» **About this exercise**
Here is a listing. Write it all out again exactly, but not its pictures.

== Segment start ==

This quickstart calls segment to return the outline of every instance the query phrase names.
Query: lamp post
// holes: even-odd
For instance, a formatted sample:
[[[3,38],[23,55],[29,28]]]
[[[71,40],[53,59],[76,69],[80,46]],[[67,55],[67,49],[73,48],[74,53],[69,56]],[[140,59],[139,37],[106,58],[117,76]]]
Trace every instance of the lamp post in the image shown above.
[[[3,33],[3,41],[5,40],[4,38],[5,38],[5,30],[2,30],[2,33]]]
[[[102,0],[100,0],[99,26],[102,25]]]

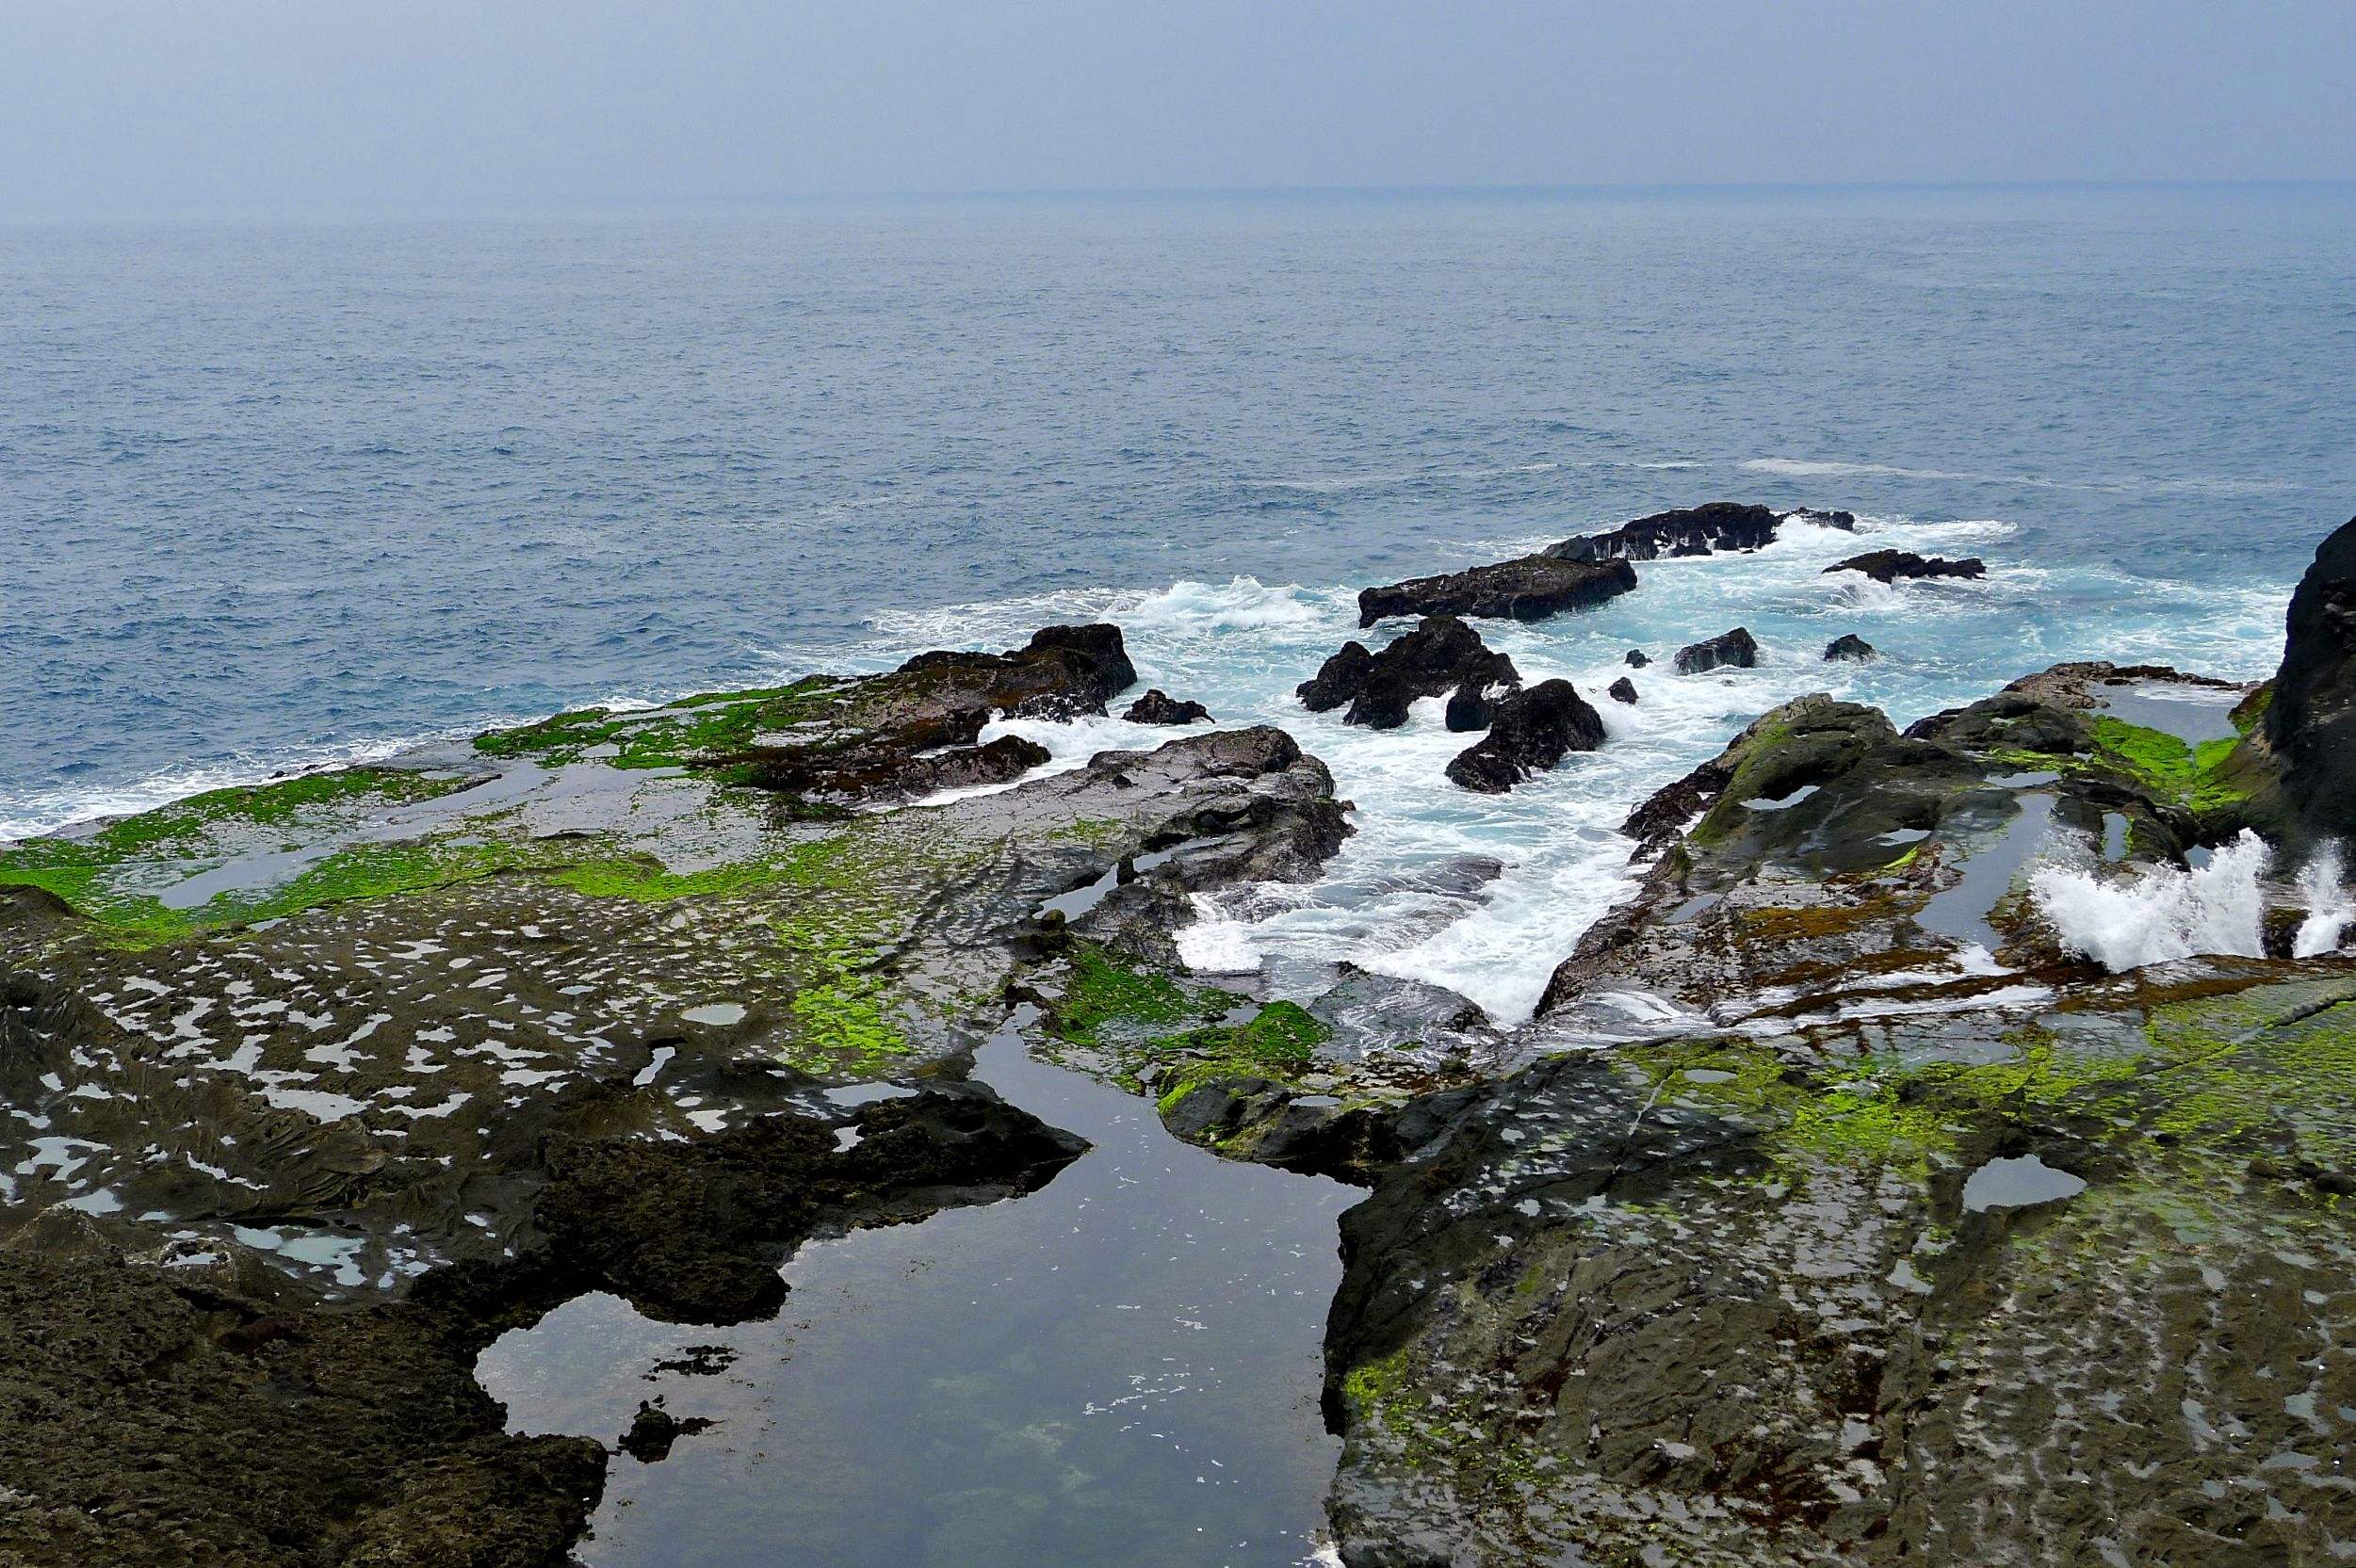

== Segment end ==

» **Your solution**
This quickstart calls segment to return the outline of every instance the query phrase names.
Query: lamp post
// holes: even-odd
For instance, a formatted sample:
[[[3,38],[23,55],[29,28]]]
[[[71,40],[53,59],[76,69],[80,46]],[[67,55],[67,49],[73,48],[74,53],[69,56]],[[140,59],[139,37],[106,58],[117,76]]]
Trace every instance of the lamp post in the image shown above.
[[[3,33],[3,41],[5,40],[4,38],[5,38],[5,30],[2,30],[2,33]]]
[[[102,0],[100,0],[99,26],[102,25]]]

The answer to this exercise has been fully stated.